_Document passage_.
▼
I couldn’t call myself Chinese, because I was not “foreign.” I couldn’t call myself Chinese, because I had no idea how to talk to the elders when walking through Chinatown. I couldn’t call myself Chinese, because I couldn’t speak with my dad. He only knew Mandarin, and I spoke it poorly and broken. I couldn’t call myself Chinese, because I didn’t understand the extent of the sacrifices my parents made. I couldn’t call myself Chinese, because I wasn’t.

Years later, now in the present day, I have seen that person in my brain force myself to learn Mandarin, to learn how to speak, write, and read. I have seen that person learn filial piety and learn, through stories, the plight of his parents. I have seen that person take on a Chinese shell to cover up what he truly was inside. But that kid was still “Americanized,” mocked for his “American” accent and pale skin by friends who are more Chinese than he is.

But, putting on my headphones that day, walking home from school, the rain pouring down, I realized my goal of calling myself “Chinese” was useless. I will never understand the plight of my parents and my elders; I will never understand the “true” Chinese language and culture. I will never understand how to talk to people in Chinatown. I will never understand how to call myself Chinese because I am not.
▲
[Records from a collection]
▼
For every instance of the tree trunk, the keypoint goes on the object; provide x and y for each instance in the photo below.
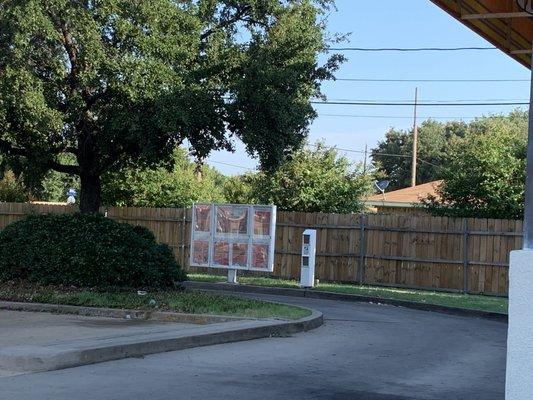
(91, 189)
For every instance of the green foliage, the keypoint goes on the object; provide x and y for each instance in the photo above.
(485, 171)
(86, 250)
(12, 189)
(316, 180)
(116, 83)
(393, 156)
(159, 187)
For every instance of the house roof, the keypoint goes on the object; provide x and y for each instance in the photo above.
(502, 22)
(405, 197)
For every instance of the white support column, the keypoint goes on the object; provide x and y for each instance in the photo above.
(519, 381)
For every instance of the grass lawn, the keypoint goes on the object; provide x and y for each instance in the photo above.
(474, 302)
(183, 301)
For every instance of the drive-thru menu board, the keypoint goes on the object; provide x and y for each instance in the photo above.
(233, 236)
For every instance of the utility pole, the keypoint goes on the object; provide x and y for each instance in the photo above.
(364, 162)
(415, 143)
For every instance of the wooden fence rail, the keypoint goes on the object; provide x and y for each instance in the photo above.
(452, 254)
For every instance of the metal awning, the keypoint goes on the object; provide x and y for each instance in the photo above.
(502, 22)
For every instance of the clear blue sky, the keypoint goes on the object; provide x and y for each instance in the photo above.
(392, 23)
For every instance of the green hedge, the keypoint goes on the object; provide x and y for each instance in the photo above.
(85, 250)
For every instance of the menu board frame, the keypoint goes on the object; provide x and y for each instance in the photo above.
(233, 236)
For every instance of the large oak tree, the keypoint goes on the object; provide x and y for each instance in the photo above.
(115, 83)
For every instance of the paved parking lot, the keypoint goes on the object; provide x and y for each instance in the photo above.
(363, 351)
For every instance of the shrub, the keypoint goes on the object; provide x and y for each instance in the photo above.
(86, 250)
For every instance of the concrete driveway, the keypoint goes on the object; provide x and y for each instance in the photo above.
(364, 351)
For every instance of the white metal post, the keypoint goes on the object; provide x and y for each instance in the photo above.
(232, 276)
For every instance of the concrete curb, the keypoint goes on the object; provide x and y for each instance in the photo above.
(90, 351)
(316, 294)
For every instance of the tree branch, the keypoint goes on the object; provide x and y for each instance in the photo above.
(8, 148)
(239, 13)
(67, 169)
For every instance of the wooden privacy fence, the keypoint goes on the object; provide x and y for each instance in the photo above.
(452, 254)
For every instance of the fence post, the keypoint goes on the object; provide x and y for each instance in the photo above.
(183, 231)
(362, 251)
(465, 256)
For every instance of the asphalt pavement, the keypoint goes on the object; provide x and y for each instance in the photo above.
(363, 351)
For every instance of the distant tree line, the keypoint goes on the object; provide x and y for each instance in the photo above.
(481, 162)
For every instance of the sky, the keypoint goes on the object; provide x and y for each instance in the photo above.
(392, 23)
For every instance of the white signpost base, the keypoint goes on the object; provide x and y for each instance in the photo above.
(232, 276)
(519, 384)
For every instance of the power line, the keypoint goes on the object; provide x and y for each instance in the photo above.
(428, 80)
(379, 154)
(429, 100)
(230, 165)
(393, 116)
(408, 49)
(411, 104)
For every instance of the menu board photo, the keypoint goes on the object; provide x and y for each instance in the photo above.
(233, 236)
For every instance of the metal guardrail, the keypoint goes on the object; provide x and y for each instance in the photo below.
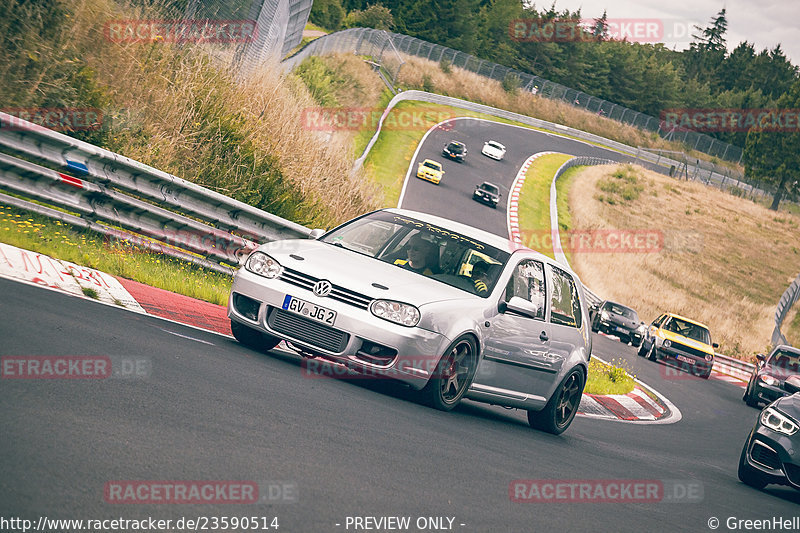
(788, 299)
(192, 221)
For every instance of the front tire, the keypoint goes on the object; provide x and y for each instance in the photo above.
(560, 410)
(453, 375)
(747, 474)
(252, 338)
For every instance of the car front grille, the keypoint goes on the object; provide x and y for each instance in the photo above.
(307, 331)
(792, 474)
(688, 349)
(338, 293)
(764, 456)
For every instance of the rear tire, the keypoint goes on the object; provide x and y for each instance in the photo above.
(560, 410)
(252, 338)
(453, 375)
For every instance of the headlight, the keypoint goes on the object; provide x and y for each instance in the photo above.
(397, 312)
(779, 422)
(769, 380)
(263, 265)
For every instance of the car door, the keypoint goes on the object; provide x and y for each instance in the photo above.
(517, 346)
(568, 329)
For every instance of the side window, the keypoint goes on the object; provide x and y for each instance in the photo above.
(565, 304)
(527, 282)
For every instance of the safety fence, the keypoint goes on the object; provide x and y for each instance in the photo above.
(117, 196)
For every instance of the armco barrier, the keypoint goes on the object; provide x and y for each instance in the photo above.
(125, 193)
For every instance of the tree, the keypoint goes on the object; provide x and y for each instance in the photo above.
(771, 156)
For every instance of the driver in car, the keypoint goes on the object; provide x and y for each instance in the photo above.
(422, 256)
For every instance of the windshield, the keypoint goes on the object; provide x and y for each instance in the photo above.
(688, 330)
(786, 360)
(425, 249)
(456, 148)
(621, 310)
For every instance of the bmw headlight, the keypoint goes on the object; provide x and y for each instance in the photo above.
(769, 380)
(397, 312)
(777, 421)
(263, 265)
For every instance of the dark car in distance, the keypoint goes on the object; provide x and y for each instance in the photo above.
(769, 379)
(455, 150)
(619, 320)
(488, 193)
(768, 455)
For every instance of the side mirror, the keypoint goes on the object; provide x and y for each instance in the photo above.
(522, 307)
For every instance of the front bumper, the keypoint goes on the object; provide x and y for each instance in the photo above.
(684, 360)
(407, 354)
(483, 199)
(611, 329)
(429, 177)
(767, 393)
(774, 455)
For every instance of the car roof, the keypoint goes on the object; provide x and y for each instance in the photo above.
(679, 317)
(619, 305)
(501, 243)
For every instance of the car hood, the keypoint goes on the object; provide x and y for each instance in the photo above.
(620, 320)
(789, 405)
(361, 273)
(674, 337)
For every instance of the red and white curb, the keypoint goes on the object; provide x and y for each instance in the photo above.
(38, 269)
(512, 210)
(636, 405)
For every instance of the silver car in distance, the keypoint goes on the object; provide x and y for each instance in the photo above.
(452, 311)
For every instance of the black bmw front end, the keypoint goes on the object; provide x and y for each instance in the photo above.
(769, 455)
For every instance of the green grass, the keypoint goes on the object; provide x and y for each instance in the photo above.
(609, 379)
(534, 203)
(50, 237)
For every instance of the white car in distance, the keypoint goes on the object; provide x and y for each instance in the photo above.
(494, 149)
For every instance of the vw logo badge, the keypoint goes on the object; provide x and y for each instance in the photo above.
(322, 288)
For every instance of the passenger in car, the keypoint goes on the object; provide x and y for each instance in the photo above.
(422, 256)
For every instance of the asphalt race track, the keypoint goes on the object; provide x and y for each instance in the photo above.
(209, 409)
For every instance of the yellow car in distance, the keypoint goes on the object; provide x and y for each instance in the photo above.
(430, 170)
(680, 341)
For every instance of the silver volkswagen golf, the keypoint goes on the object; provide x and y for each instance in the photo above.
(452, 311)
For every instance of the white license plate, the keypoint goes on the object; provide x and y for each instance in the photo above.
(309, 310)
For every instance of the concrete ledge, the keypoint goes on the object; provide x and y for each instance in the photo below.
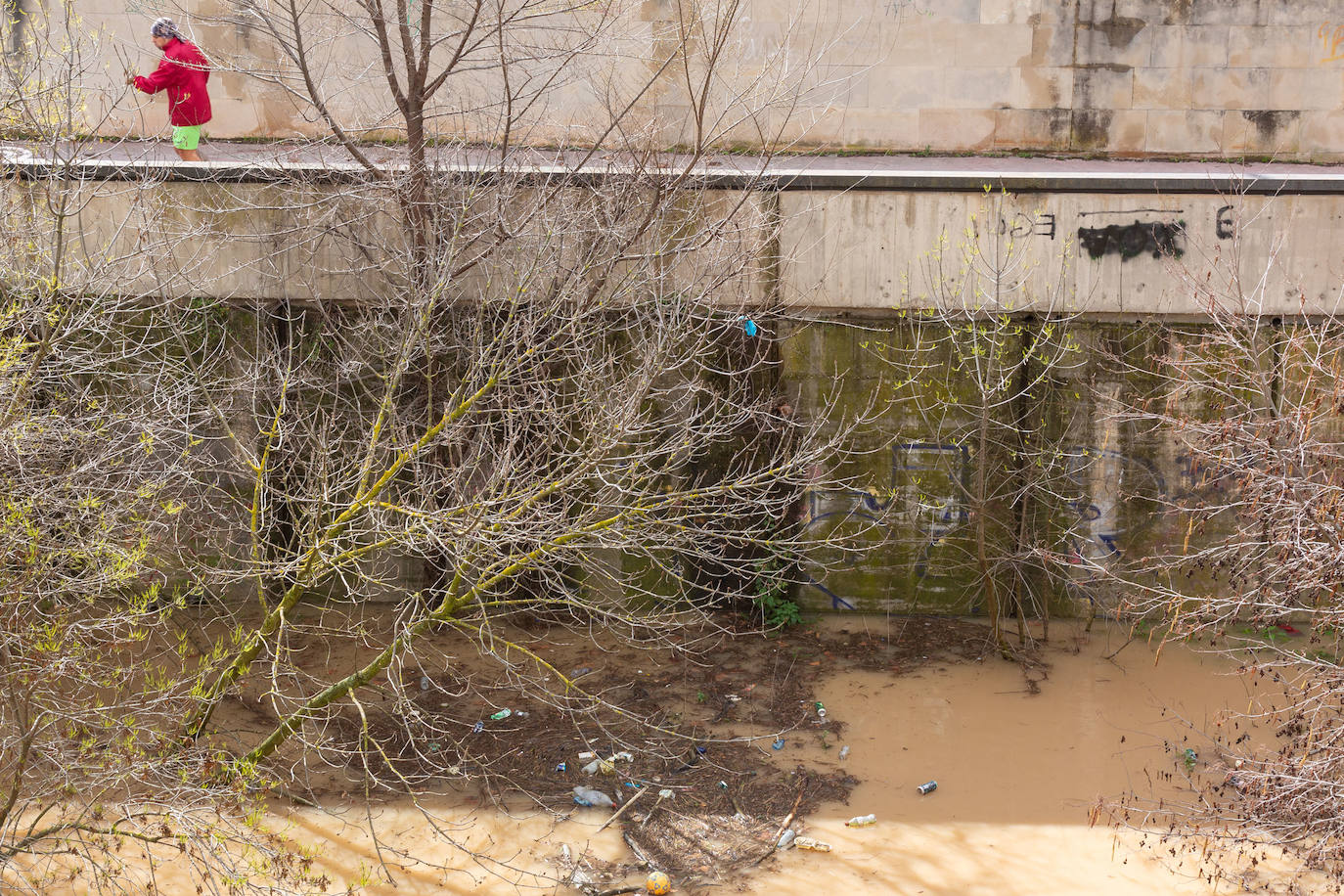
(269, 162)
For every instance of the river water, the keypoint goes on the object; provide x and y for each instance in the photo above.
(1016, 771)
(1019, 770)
▲
_Set problem_.
Answer these questions about the passage on calling oneself Chinese:
1. What language was the only one the writer's dad knew?
2. For what two things did friends mock "that kid"?
3. What was the writer doing upon realizing the goal of calling oneself "Chinese" was useless?

_Reply to the exercise_.
1. Mandarin.
2. His "American" accent and pale skin.
3. Putting on headphones and walking home from school while the rain poured down.